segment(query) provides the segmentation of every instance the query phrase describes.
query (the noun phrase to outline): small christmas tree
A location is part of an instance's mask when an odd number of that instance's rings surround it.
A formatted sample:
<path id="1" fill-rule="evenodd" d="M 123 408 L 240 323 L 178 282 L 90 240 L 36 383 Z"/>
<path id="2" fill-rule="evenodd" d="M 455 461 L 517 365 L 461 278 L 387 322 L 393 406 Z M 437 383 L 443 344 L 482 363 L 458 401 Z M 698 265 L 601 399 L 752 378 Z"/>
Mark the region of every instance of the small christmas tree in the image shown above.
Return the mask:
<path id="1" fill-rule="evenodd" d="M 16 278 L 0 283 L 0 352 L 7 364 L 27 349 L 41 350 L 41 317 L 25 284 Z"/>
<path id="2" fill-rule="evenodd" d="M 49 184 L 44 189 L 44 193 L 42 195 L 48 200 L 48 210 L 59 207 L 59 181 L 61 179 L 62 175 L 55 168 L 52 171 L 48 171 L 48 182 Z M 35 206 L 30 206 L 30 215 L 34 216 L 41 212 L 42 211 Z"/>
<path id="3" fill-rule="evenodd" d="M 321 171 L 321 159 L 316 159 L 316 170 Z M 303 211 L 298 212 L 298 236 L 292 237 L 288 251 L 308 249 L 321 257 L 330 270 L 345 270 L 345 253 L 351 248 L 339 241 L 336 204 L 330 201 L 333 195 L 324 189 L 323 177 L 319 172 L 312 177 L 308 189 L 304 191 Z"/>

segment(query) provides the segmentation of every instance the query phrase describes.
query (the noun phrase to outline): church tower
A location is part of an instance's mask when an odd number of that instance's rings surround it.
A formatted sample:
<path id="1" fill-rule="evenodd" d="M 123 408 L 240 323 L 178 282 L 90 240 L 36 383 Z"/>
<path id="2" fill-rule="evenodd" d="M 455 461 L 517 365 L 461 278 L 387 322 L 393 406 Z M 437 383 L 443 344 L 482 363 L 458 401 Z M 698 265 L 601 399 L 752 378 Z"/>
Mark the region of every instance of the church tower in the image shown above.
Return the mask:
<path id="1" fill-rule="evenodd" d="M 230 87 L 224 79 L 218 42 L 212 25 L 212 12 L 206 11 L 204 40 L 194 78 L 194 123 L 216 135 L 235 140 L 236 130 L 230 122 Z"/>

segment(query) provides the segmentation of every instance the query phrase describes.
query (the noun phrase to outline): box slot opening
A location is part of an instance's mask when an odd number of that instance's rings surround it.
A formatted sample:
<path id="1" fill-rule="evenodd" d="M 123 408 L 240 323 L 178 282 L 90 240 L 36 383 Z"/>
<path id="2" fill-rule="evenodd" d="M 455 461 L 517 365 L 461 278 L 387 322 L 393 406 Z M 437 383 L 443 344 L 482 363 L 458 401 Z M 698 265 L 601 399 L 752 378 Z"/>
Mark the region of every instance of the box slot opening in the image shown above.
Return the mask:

-- -- --

* SET EXERCISE *
Write out the stretch from the start of the rows through the line containing "278 L 0 283" as a numbered list, omitting any blank lines.

* REPLY TO THE TASK *
1. segment(query) provides the segmentation of every instance the query phrase describes.
2. query (the noun phrase to outline): small christmas tree
3. A location is part of an instance's mask when an odd number of that instance's rings surround it.
4. A formatted sample:
5. <path id="1" fill-rule="evenodd" d="M 123 408 L 240 323 L 178 282 L 90 240 L 36 383 Z"/>
6. <path id="2" fill-rule="evenodd" d="M 455 461 L 517 365 L 461 278 L 387 322 L 393 406 Z M 437 383 L 443 344 L 482 363 L 458 401 Z M 698 265 L 601 399 L 752 378 Z"/>
7. Mark the region of every instance of the small christmas tree in the image shown above.
8. Return the mask:
9. <path id="1" fill-rule="evenodd" d="M 16 278 L 0 283 L 0 352 L 7 364 L 27 349 L 41 350 L 41 317 L 25 284 Z"/>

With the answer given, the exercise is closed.